(Entradas de formas etiquetadas)
····················

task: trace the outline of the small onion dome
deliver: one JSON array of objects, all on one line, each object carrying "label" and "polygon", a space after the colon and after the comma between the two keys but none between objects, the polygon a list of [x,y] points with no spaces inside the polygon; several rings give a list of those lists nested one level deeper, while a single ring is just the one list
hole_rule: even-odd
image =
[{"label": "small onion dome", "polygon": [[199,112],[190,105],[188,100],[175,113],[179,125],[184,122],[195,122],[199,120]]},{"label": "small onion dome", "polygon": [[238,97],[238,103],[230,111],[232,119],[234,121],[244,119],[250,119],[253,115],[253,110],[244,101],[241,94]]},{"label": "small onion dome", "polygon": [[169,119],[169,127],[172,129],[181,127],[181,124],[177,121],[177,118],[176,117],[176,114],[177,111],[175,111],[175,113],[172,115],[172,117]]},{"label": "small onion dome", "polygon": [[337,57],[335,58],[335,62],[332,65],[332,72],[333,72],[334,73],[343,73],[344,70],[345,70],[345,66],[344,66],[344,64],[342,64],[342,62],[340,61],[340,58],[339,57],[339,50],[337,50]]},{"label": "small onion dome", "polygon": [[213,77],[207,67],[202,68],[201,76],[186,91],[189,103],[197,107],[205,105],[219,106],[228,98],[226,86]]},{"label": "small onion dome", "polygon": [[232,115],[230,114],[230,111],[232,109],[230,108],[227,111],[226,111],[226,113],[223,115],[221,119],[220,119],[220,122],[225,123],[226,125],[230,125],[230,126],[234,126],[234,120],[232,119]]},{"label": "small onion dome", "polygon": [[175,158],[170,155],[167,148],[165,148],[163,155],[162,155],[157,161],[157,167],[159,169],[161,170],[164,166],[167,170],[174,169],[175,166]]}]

····················

EL EJERCICIO
Reproduce sin ningún cambio todas las líneas de las entradas anteriores.

RESPUESTA ESCRITA
task: trace the outline of the small onion dome
deliver: one JSON array of objects, all on one line, each object carrying "label" and "polygon", a space after the colon and after the comma between the two keys but none between objects, the polygon a list of [x,y] points with no spaces inside the polygon; several rings give a list of those lists nested one level deeper, while a single ring is just the one list
hole_rule: even-odd
image =
[{"label": "small onion dome", "polygon": [[199,112],[190,105],[188,100],[175,113],[179,125],[184,122],[195,122],[199,120]]},{"label": "small onion dome", "polygon": [[238,97],[238,103],[230,111],[232,119],[234,121],[244,119],[250,119],[253,115],[253,110],[244,101],[241,94]]},{"label": "small onion dome", "polygon": [[169,119],[169,127],[172,129],[181,127],[181,124],[177,121],[177,118],[176,117],[176,114],[177,111],[175,111],[175,113],[172,115],[172,117]]},{"label": "small onion dome", "polygon": [[337,57],[335,58],[335,62],[332,65],[332,72],[333,72],[334,73],[343,73],[344,70],[345,70],[345,66],[344,66],[344,64],[342,64],[342,62],[340,61],[340,58],[339,57],[339,50],[337,50]]},{"label": "small onion dome", "polygon": [[213,77],[207,67],[202,68],[201,76],[186,91],[189,103],[197,107],[205,105],[219,106],[228,98],[226,86]]},{"label": "small onion dome", "polygon": [[232,115],[230,114],[230,111],[232,109],[230,108],[227,111],[226,111],[226,113],[223,115],[221,119],[220,119],[220,122],[225,123],[226,125],[230,125],[230,126],[234,126],[234,120],[232,119]]},{"label": "small onion dome", "polygon": [[175,158],[170,155],[167,148],[165,148],[163,155],[162,155],[157,161],[157,167],[159,169],[161,170],[164,166],[167,170],[174,169],[175,166]]}]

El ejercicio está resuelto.